** GIVEN PROBLEM A **
Retype the mailing-list message below about reverting the 8250_dw serial patch, word for word and in full.

** TEXT SEGMENT **
============

Re: [PATCH] serial: 8250_dw: Revert: Do not reclock if already at correct rate

[Date Prev][Date Next][Thread Prev][Thread Next][Date Index][Thread Index]

 



Hi Peter,

On 3/29/24 3:35 AM, Peter Collingbourne wrote:
> On Thu, Mar 28, 2024 at 5:35 AM Hans de Goede <hdegoede@xxxxxxxxxx> wrote:
>>
>> Hi,
>>
>> On 3/28/24 8:10 AM, Hans de Goede wrote:
>>> Hi,
>>>
>>> On 3/18/24 7:52 PM, Peter Collingbourne wrote:
>>>> On Mon, Mar 18, 2024 at 3:36 AM Andy Shevchenko
>>>> <andriy.shevchenko@xxxxxxxxxxxxxxx> wrote:
>>>>>
>>>>> On Sun, Mar 17, 2024 at 10:41:23PM +0100, Hans de Goede wrote:
>>>>>> Commit e5d6bd25f93d ("serial: 8250_dw: Do not reclock if already at
>>>>>> correct rate") breaks the dw UARTs on Intel Bay Trail (BYT) and
>>>>>> Cherry Trail (CHT) SoCs.
>>>>>>
>>>>>> Before this change the RTL8732BS Bluetooth HCI which is found
>>>>>> connected over the dw UART on both BYT and CHT boards works properly:
>>>>>>
>>>>>> Bluetooth: hci0: RTL: examining hci_ver=06 hci_rev=000b lmp_ver=06 lmp_subver=8723
>>>>>> Bluetooth: hci0: RTL: rom_version status=0 version=1
>>>>>> Bluetooth: hci0: RTL: loading rtl_bt/rtl8723bs_fw.bin
>>>>>> Bluetooth: hci0: RTL: loading rtl_bt/rtl8723bs_config-OBDA8723.bin
>>>>>> Bluetooth: hci0: RTL: cfg_sz 64, total sz 24508
>>>>>> Bluetooth: hci0: RTL: fw version 0x365d462e
>>>>>>
>>>>>> where as after this change probing it fails:
>>>>>>
>>>>>> Bluetooth: hci0: RTL: examining hci_ver=06 hci_rev=000b lmp_ver=06 lmp_subver=8723
>>>>>> Bluetooth: hci0: RTL: rom_version status=0 version=1
>>>>>> Bluetooth: hci0: RTL: loading rtl_bt/rtl8723bs_fw.bin
>>>>>> Bluetooth: hci0: RTL: loading rtl_bt/rtl8723bs_config-OBDA8723.bin
>>>>>> Bluetooth: hci0: RTL: cfg_sz 64, total sz 24508
>>>>>> Bluetooth: hci0: command 0xfc20 tx timeout
>>>>>> Bluetooth: hci0: RTL: download fw command failed (-110)

============

** DATASET RECORDS **
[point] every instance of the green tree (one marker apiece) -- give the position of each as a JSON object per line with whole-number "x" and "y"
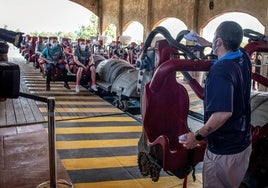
{"x": 87, "y": 31}
{"x": 111, "y": 31}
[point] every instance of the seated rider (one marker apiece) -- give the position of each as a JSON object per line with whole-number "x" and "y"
{"x": 54, "y": 58}
{"x": 84, "y": 60}
{"x": 69, "y": 59}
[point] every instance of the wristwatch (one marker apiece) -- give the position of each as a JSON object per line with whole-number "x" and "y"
{"x": 198, "y": 136}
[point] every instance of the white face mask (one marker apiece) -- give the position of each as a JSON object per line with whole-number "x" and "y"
{"x": 54, "y": 44}
{"x": 83, "y": 47}
{"x": 215, "y": 47}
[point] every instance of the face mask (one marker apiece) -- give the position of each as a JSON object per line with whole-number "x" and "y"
{"x": 215, "y": 47}
{"x": 54, "y": 44}
{"x": 83, "y": 47}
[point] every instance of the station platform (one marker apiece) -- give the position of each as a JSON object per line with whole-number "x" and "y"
{"x": 96, "y": 142}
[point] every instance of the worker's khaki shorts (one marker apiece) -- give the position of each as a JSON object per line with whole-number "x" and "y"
{"x": 225, "y": 171}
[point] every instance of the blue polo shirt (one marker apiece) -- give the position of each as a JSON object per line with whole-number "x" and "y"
{"x": 225, "y": 91}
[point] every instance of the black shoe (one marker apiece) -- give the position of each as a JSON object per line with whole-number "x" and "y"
{"x": 48, "y": 87}
{"x": 66, "y": 85}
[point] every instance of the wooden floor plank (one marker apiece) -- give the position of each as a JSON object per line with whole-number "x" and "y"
{"x": 19, "y": 112}
{"x": 10, "y": 116}
{"x": 27, "y": 110}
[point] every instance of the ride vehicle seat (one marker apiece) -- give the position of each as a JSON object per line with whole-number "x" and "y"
{"x": 165, "y": 111}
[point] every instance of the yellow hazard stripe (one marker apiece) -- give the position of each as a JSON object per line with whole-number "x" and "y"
{"x": 58, "y": 109}
{"x": 104, "y": 119}
{"x": 99, "y": 162}
{"x": 163, "y": 182}
{"x": 96, "y": 143}
{"x": 79, "y": 103}
{"x": 89, "y": 130}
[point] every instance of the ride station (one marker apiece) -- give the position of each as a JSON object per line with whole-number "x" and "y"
{"x": 126, "y": 132}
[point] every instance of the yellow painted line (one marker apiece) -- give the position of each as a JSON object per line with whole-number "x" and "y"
{"x": 80, "y": 97}
{"x": 96, "y": 143}
{"x": 163, "y": 182}
{"x": 89, "y": 110}
{"x": 99, "y": 162}
{"x": 79, "y": 102}
{"x": 87, "y": 130}
{"x": 103, "y": 119}
{"x": 92, "y": 119}
{"x": 196, "y": 107}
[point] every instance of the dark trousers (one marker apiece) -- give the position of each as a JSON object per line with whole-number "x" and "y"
{"x": 50, "y": 67}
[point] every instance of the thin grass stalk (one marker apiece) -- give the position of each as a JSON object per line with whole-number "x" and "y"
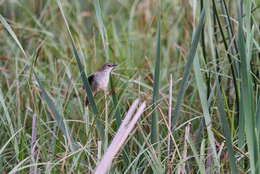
{"x": 205, "y": 107}
{"x": 33, "y": 143}
{"x": 10, "y": 123}
{"x": 226, "y": 130}
{"x": 187, "y": 69}
{"x": 154, "y": 123}
{"x": 169, "y": 118}
{"x": 60, "y": 122}
{"x": 80, "y": 66}
{"x": 234, "y": 71}
{"x": 199, "y": 161}
{"x": 203, "y": 46}
{"x": 246, "y": 91}
{"x": 101, "y": 27}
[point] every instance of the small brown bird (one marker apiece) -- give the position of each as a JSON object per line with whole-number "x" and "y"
{"x": 99, "y": 79}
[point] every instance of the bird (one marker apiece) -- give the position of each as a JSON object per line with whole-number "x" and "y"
{"x": 99, "y": 80}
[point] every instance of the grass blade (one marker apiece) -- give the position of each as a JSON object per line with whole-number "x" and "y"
{"x": 101, "y": 27}
{"x": 60, "y": 122}
{"x": 9, "y": 122}
{"x": 11, "y": 32}
{"x": 246, "y": 89}
{"x": 205, "y": 107}
{"x": 154, "y": 123}
{"x": 82, "y": 72}
{"x": 190, "y": 58}
{"x": 226, "y": 130}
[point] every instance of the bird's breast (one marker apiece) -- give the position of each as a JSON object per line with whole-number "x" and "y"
{"x": 102, "y": 80}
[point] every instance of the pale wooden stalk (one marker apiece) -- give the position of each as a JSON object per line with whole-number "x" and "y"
{"x": 124, "y": 130}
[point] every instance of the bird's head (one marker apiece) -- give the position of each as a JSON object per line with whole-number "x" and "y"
{"x": 108, "y": 67}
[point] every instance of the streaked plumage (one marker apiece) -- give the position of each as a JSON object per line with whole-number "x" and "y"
{"x": 99, "y": 79}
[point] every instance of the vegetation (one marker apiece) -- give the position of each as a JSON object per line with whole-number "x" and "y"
{"x": 194, "y": 63}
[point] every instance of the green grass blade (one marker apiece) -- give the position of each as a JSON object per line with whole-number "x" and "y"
{"x": 101, "y": 27}
{"x": 188, "y": 66}
{"x": 82, "y": 72}
{"x": 246, "y": 91}
{"x": 226, "y": 130}
{"x": 60, "y": 122}
{"x": 9, "y": 122}
{"x": 196, "y": 155}
{"x": 205, "y": 107}
{"x": 11, "y": 32}
{"x": 154, "y": 123}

============

** GIVEN PROBLEM B **
Please echo the records from the line with "[point] every instance of the pale" through the end of the records, both ends included, character for character and nothing else.

** EXERCISE ANSWER A **
Re: [PATCH] serial: 8250_dw: Revert: Do not reclock if already at correct rate

[Date Prev][Date Next][Thread Prev][Thread Next][Date Index][Thread Index]

 



Hi Peter,

On 3/29/24 3:35 AM, Peter Collingbourne wrote:
> On Thu, Mar 28, 2024 at 5:35 AM Hans de Goede <hdegoede@xxxxxxxxxx> wrote:
>>
>> Hi,
>>
>> On 3/28/24 8:10 AM, Hans de Goede wrote:
>>> Hi,
>>>
>>> On 3/18/24 7:52 PM, Peter Collingbourne wrote:
>>>> On Mon, Mar 18, 2024 at 3:36 AM Andy Shevchenko
>>>> <andriy.shevchenko@xxxxxxxxxxxxxxx> wrote:
>>>>>
>>>>> On Sun, Mar 17, 2024 at 10:41:23PM +0100, Hans de Goede wrote:
>>>>>> Commit e5d6bd25f93d ("serial: 8250_dw: Do not reclock if already at
>>>>>> correct rate") breaks the dw UARTs on Intel Bay Trail (BYT) and
>>>>>> Cherry Trail (CHT) SoCs.
>>>>>>
>>>>>> Before this change the RTL8732BS Bluetooth HCI which is found
>>>>>> connected over the dw UART on both BYT and CHT boards works properly:
>>>>>>
>>>>>> Bluetooth: hci0: RTL: examining hci_ver=06 hci_rev=000b lmp_ver=06 lmp_subver=8723
>>>>>> Bluetooth: hci0: RTL: rom_version status=0 version=1
>>>>>> Bluetooth: hci0: RTL: loading rtl_bt/rtl8723bs_fw.bin
>>>>>> Bluetooth: hci0: RTL: loading rtl_bt/rtl8723bs_config-OBDA8723.bin
>>>>>> Bluetooth: hci0: RTL: cfg_sz 64, total sz 24508
>>>>>> Bluetooth: hci0: RTL: fw version 0x365d462e
>>>>>>
>>>>>> where as after this change probing it fails:
>>>>>>
>>>>>> Bluetooth: hci0: RTL: examining hci_ver=06 hci_rev=000b lmp_ver=06 lmp_subver=8723
>>>>>> Bluetooth: hci0: RTL: rom_version status=0 version=1
>>>>>> Bluetooth: hci0: RTL: loading rtl_bt/rtl8723bs_fw.bin
>>>>>> Bluetooth: hci0: RTL: loading rtl_bt/rtl8723bs_config-OBDA8723.bin
>>>>>> Bluetooth: hci0: RTL: cfg_sz 64, total sz 24508
>>>>>> Bluetooth: hci0: command 0xfc20 tx timeout
>>>>>> Bluetooth: hci0: RTL: download fw command failed (-110)

** EXERCISE ANSWER B **
[point] every instance of the pale wooden stalk (one marker apiece) -- give the position of each as a JSON object per line with whole-number "x" and "y"
{"x": 124, "y": 130}
[point] every instance of the bird's head (one marker apiece) -- give the position of each as a JSON object per line with whole-number "x" and "y"
{"x": 108, "y": 67}
[point] every instance of the streaked plumage (one marker apiece) -- give the position of each as a JSON object per line with whole-number "x" and "y"
{"x": 99, "y": 79}
[point] every instance of the vegetation (one marker apiece) -- give the position of each as a JSON object per line with whole-number "x" and "y"
{"x": 194, "y": 63}
[point] every instance of the green grass blade (one marker apiece) -- give the position of each as a JSON object per line with whole-number "x" and "y"
{"x": 101, "y": 27}
{"x": 188, "y": 66}
{"x": 82, "y": 72}
{"x": 246, "y": 91}
{"x": 226, "y": 130}
{"x": 60, "y": 122}
{"x": 9, "y": 122}
{"x": 196, "y": 155}
{"x": 205, "y": 107}
{"x": 11, "y": 32}
{"x": 154, "y": 123}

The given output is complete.